Exercise goal:
Update the data below so that every "Target" reads "Object", and leave everything else unchanged.

::::::::::

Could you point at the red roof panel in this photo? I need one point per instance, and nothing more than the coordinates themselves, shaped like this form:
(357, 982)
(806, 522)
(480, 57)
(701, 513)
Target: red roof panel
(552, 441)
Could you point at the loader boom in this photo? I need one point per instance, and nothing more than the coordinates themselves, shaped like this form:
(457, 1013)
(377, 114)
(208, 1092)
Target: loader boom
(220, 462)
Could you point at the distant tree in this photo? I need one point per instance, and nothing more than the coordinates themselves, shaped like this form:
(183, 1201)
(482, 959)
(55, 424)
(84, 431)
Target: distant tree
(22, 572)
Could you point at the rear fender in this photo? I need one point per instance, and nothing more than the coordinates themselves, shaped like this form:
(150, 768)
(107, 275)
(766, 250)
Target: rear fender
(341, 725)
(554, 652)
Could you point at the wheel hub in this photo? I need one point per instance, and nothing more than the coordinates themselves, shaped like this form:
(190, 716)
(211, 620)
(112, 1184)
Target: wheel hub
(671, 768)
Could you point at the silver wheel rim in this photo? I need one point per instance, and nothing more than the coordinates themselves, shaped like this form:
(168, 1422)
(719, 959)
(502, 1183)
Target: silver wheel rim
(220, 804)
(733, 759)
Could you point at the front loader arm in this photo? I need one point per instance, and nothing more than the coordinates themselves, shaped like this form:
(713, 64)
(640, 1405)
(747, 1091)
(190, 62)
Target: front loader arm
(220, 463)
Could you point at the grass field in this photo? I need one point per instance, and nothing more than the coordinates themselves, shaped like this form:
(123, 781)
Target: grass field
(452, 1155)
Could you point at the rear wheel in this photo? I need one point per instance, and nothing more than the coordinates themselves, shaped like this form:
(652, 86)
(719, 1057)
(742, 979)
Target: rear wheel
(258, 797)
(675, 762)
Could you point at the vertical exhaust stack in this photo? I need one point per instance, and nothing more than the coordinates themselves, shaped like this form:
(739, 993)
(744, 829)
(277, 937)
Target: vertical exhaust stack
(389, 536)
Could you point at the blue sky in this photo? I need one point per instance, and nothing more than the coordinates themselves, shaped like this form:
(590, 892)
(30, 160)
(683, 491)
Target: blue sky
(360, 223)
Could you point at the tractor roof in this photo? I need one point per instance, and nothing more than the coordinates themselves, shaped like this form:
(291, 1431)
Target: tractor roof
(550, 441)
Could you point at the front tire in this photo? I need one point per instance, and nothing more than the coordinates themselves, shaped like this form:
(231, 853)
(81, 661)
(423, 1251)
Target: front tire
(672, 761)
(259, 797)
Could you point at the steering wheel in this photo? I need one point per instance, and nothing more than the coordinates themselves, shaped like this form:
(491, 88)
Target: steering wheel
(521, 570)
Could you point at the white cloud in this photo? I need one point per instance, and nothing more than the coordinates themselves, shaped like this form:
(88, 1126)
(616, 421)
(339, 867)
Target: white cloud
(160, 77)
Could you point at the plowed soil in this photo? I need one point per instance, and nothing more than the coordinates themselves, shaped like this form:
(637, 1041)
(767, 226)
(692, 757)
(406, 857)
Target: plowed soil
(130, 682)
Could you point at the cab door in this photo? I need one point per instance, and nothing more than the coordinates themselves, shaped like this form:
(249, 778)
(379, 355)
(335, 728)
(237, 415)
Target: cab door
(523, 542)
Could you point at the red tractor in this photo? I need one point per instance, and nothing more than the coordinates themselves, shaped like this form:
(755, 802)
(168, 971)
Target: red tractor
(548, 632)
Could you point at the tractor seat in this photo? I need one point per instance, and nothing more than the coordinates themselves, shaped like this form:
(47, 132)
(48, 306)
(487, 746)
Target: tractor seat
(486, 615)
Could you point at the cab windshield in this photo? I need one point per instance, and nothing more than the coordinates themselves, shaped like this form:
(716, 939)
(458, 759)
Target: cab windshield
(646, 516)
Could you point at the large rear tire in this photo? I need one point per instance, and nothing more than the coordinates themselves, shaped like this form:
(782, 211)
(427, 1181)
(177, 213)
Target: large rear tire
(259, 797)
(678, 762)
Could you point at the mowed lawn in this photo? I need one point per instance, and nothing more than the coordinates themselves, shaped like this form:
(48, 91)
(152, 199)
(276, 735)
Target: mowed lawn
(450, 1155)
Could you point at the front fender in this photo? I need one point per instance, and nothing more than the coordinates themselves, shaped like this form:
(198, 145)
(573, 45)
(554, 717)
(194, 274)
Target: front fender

::::::::::

Response:
Could you point at the red roof panel in this photo? I need one point per instance, and nothing more than the coordinates themselves, shaped like this form:
(357, 982)
(806, 522)
(480, 57)
(701, 513)
Object: red roof panel
(552, 441)
Could you point at the loader boom in this photo? I need one point per instance, and nothing more than the coordinates themselves, shaped like this form:
(457, 1013)
(377, 114)
(208, 1092)
Object: loader boom
(220, 462)
Could you point at the distant tree in this photo? I need one point per instance, and nothing more than the coordinates themselves, shaped like this form:
(183, 1201)
(482, 959)
(55, 424)
(84, 431)
Object: distant tree
(22, 572)
Could you point at the rear fender in this photo? I need one point per instance, and nothing more than the coordinates themselves, shaped like this form:
(150, 768)
(107, 275)
(766, 250)
Object: rear fender
(341, 725)
(554, 652)
Could you point at the wheel hub in this photo? I need one point per instance, and nothing more than the coordinates themselves, shaped like this form:
(190, 716)
(211, 620)
(112, 1184)
Object: wheel hub
(671, 768)
Could you point at the silver wheel rim in this photo? I need one point per instance, and nothing more than the coordinates themselves, shaped like this form:
(168, 1422)
(719, 959)
(502, 1183)
Object: silver wheel rim
(220, 804)
(733, 759)
Could you point at the front loader arm in this photo? I need one point per instance, and nothing more than the coordinates themselves, shaped like this form:
(713, 64)
(640, 1405)
(747, 1091)
(190, 62)
Object: front loader arm
(220, 463)
Could you point at the grass field in this photo? I need one point per instance, and nothing more than the coordinates themselves, shaped like this form:
(123, 781)
Object: grass field
(452, 1155)
Could you point at the rear wheel in this photo? I need one point per instance, and nothing more than the coordinates themselves, shaped like this form:
(652, 86)
(719, 1057)
(742, 979)
Object: rear wheel
(258, 797)
(675, 762)
Could you point at the vertical exhaust stack in this photo? I need one point per instance, and nothing more than the coordinates themselves, shaped like this form:
(739, 993)
(744, 829)
(277, 937)
Object: vertical exhaust stack
(389, 536)
Could you point at the blue sky in this photo? I need one point per instance, and nothing more than the coordinates themselves, shaped like this form:
(590, 892)
(30, 160)
(683, 491)
Object: blue sky
(360, 223)
Could you point at the tractor roof in this photo? I need one point per instance, and nothing more than the coordinates themselves, shaped like this form:
(291, 1431)
Object: tractor roof
(550, 441)
Could you point at the front tire in this photo? I need one point per instance, and nothing more than the coordinates themselves, shaped like this form:
(231, 853)
(81, 661)
(423, 1251)
Object: front tire
(672, 761)
(259, 797)
Could you point at the steering wheel in this photo? I need one point per instance, and nothing more than the coordinates themselves, shaped like this form:
(491, 88)
Object: steering wheel
(521, 570)
Could you point at the white cloud in this photo? I need one point per instance, and nothing more than the coordinates themselves, shaped like this form:
(88, 1126)
(616, 421)
(339, 867)
Object: white cloud
(160, 77)
Could you point at the plowed soil in this photo? I need one point per instance, and nothing more than the coordinates themselves, shaped like this form:
(637, 1041)
(767, 226)
(692, 757)
(406, 857)
Object: plowed soil
(130, 682)
Could you point at the cab door in this photo? I need one point per instance, and nothing more than the coordinates themselves, shaped like this form:
(249, 778)
(379, 355)
(335, 728)
(237, 415)
Object: cab door
(523, 542)
Could you point at the red tractor in this photo? I need one point per instance, and nothing more than the coordinates themselves, shaped like this form:
(755, 802)
(168, 971)
Object: red tractor
(548, 632)
Could you point at the tractor seat in this photo? I need one point per instance, and nothing more than the coordinates themselves, shaped like this form:
(47, 132)
(48, 306)
(487, 746)
Object: tractor seat
(486, 615)
Could you point at the cab windshield in this photo? I need one point per instance, and nothing more than the coordinates themselves, shaped like this form:
(716, 939)
(458, 759)
Object: cab windshield
(646, 516)
Could you point at the large rear tire in this photo? I need one point per instance, and nothing more than the coordinates themselves, shaped like this form:
(782, 211)
(427, 1181)
(177, 213)
Object: large rear tire
(259, 797)
(678, 762)
Could you point at the mowed lawn in this photo? I need one point per instance, and nothing more than the coordinates themselves, shaped like this form:
(48, 91)
(152, 199)
(276, 735)
Object: mowed lawn
(450, 1155)
Could you point at the front fender in this photo? I need one point per instance, and nothing more than the coordinates themselves, shaped like this form:
(198, 145)
(573, 45)
(554, 717)
(194, 274)
Object: front fender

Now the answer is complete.